— DESCRIPTION OF THE TASK —
Can you convert the stretch of the entries below, from the line containing "instances of brick" through the end of the entries, into a JSON list of strings with one string per line and blank lines left out?

— RECORDED INFORMATION —
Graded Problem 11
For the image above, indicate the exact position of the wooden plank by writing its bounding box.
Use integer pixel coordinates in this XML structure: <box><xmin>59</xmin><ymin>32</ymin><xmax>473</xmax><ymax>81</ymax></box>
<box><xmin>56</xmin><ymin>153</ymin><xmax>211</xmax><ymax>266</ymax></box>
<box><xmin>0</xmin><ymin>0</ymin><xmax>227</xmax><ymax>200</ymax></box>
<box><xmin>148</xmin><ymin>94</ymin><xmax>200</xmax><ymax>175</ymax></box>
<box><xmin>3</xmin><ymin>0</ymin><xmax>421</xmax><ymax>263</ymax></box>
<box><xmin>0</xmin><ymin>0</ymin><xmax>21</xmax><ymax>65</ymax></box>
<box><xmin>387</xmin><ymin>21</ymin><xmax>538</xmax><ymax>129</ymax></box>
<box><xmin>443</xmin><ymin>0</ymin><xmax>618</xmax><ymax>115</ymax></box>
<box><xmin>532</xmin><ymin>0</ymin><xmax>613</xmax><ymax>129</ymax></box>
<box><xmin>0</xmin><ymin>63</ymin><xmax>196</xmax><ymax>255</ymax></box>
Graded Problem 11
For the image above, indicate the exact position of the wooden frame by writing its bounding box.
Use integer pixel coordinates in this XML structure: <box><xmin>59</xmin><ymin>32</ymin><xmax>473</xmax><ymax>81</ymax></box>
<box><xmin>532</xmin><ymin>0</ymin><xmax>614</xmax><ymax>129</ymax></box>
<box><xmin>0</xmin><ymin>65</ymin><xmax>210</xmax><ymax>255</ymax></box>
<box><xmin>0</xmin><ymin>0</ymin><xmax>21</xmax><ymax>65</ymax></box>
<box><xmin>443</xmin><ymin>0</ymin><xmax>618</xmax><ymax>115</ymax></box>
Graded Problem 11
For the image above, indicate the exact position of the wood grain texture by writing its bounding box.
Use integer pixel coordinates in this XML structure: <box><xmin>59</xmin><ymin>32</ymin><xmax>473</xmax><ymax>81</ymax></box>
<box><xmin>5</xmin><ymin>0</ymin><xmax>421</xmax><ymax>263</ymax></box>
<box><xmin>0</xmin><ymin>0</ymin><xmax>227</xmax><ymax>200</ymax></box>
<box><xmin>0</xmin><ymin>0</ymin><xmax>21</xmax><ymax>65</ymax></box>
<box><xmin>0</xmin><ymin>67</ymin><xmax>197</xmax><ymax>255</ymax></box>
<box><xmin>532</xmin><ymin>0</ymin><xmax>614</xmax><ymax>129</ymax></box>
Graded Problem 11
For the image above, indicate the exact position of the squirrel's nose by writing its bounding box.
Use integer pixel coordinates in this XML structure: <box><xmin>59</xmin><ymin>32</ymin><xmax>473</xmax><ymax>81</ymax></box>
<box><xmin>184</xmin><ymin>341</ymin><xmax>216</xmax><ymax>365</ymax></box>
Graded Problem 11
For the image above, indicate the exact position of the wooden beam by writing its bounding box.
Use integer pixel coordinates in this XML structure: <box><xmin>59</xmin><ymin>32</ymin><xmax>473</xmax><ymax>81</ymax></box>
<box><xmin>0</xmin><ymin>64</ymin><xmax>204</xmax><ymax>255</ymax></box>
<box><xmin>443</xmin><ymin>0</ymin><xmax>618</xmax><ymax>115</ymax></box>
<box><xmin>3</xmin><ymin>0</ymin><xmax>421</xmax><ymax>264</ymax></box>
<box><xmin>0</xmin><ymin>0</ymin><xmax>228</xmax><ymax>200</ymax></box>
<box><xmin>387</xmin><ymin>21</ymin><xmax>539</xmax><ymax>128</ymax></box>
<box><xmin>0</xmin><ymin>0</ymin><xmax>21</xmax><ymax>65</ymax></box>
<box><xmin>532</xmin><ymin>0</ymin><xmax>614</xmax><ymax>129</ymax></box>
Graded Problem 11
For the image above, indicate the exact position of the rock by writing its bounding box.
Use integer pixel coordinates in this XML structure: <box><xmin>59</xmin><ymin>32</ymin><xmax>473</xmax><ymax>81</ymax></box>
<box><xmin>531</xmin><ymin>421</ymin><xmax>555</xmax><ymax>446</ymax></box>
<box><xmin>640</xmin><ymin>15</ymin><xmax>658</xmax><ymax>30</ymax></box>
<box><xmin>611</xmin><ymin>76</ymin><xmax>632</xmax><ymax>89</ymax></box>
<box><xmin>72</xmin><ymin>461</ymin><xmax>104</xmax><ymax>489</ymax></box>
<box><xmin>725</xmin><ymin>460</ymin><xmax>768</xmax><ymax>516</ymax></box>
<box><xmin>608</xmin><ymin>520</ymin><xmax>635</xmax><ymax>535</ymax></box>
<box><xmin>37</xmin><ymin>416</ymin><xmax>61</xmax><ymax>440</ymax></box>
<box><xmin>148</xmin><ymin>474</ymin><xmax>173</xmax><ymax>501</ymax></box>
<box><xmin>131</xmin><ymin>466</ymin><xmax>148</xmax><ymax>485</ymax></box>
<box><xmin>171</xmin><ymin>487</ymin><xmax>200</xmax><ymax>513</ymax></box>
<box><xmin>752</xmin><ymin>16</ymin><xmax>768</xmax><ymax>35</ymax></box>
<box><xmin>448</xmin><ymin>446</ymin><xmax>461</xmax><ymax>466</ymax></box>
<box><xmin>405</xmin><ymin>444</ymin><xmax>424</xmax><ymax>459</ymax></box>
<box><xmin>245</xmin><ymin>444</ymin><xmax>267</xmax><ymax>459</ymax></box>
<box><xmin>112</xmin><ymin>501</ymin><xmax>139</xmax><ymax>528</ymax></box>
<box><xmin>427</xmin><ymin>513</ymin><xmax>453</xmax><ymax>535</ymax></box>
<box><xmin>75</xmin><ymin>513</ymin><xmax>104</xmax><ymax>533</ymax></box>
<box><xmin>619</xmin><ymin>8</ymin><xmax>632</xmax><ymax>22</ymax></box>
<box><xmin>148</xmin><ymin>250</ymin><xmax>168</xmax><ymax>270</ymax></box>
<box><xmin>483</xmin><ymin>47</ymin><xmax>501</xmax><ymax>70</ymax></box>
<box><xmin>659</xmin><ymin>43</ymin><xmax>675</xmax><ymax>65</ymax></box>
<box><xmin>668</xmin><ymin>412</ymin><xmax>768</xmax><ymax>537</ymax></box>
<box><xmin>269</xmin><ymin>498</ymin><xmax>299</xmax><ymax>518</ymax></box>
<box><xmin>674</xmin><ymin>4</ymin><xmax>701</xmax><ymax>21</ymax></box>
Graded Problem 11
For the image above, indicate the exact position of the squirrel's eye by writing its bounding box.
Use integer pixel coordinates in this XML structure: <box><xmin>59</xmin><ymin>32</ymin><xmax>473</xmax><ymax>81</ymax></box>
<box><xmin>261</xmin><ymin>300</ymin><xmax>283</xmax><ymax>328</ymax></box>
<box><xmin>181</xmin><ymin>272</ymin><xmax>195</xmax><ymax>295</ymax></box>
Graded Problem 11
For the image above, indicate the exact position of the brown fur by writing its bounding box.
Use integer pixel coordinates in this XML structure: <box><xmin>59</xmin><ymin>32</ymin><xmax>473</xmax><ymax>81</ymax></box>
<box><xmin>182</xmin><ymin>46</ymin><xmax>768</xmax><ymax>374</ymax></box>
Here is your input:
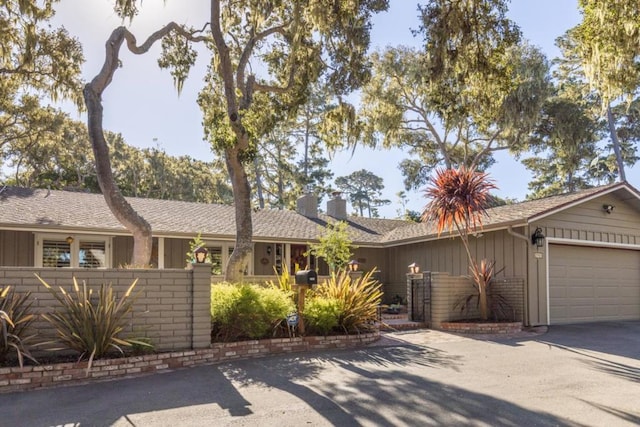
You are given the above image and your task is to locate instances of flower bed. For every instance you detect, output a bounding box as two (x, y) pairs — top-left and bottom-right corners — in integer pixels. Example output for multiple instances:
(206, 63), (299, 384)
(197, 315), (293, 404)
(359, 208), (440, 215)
(440, 321), (522, 334)
(0, 331), (380, 393)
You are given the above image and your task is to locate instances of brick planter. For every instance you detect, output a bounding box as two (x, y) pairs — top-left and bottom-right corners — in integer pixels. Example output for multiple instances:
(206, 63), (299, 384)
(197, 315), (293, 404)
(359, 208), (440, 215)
(440, 321), (522, 335)
(0, 331), (380, 393)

— CORRECT RESPONSE —
[
  "You are given the above image and your task is to locate instances of brick planter. For every instance you detect, output a bounding box as two (x, y) pairs — top-left and bottom-right corners — in integer pixels. Example output for multiple instances:",
  "(206, 63), (299, 384)",
  "(197, 315), (293, 404)",
  "(359, 208), (440, 215)",
  "(440, 321), (522, 335)",
  "(0, 331), (380, 393)"
]